[Opening PAGE TEXT section]

The recent market withdrawals highlight the gap between testing drugs in “real” use situations, as distinct from “artificial”, or what we would call “scientific”, controlled use conditions, and they also highlight the increasingly impossible task of testing for all possible drug interactions. Pfizer did not anticipate the need for a Phase IIIb study of Viagra in 80-year old men with heart conditions. And as more and more of us are taking more and more drugs, on a daily basis (our lipid-lowerer, our half-an-aspirin, our bone-loss inhibitor, our St. John’s Wort), the “normal” patient using a drug in real life will not be taking it in a vacuum. How do we anticipate the potential for problems?

 

Press attention will blow over, but the wave of discovery candidates will only build higher. Add genomics and pharmacogenetics to combinatorial chemistry and high-throughput screening, and not only are we pumping out many more potentially active substances, but we may end up developing 8 flavors of the same SSRI or COX-2 inhibitor instead of one. Are clinical development teams going to be faced with doing a suite of trials on all the flavors? Even without genetic tailoring, almost every company talks about significantly increasing the number of NDAs to be filed each year.

 

The first group to be hit will be the preclinical departments, a world until now relatively immune from re-engineering, time pressures, and the spotlight. But they are living right on the shoreline where discovery’s waves break. Will we be doing rats and dogs for the rest of our lifetimes, or will the very nature of drug discovery, at the molecular and gene level, enable us to devise preclinical testing methodologies radically different, faster and more productive than today?

 

Managing Armageddon

 

There are numerous implications for drug development in these trends we have described. Drug interaction dilemmas can be greatly served by improved use of safety surveillance procedures and technologies which already exist. Numerous schemes are available for electronic transmission, including Web transmission, of medWatch forms, for instance who and how do we get physicians to use them? A major initiative among industry, government and healthcare providers is needed to take this issue more seriously.

[Closing PAGE TEXT section]
[Opening INFORMATION section]

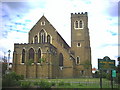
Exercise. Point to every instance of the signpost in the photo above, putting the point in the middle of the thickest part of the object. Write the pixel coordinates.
(106, 64)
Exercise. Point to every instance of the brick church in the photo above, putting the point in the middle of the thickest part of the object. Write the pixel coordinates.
(47, 55)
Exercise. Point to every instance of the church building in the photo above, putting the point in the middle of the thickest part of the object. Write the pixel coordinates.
(47, 55)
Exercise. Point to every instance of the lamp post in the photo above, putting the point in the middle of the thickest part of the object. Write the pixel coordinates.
(8, 59)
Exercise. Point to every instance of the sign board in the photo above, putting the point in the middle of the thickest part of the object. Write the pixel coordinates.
(113, 73)
(106, 64)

[Closing INFORMATION section]

### INSTRUCTIONS FOR THE TASK:
Continue the drug development text from where it stops.

### OUTPUT OF THE TASK:
Preclinical will need to wake from its slumber and confront the changing demands it will be facing. Sponsors are likely to take the lead in blurring the line between late discovery and early nonclinical development in order to filter the volume of candidates to a more manageable size. Nonetheless, we will need to expand the capabilities of pre-human testing, and the implication of the blockbuster business strategy is that we must speed the results and analysis of preclinical testing to accelerate decision-making. Enhanced computer-based reporting tools will be critical to make this happen.

 

I think a new area of clinical research will have to open up: “real use” trials. In the foreseeable future we can imagine this becoming a regulatory advantage, if not a requirement. What are the implications? Will this be where organized healthcare providers demonstrate their unique contribution to clinical research, be they PPMs or SMOs or some new useful combination? How will we reconcile real, dirty data, with the controlled research model at the heart of our traditional research? New statistical models, and information technologies which make real use data collection easier, will be required.

 

And more than ever, we will need to continue to change the fundamentals of the clinical research process. We must push forward on processes and technologies which slash study startup time, accelerate enrollment, and eliminate paper: get the data right the first time, accelerate locking a clean database, and simplify electronic submission.

 

There’s no going back to an “easier” time. Public and business pressures are likely to increase. Even the causes of change are not what we thought they would be a few years ago. So continuous improvement in our processes, and creative application of ideas and information technology, will be essential to keep up with this spiral of change. Let’s keep the tsunami on the movie screen.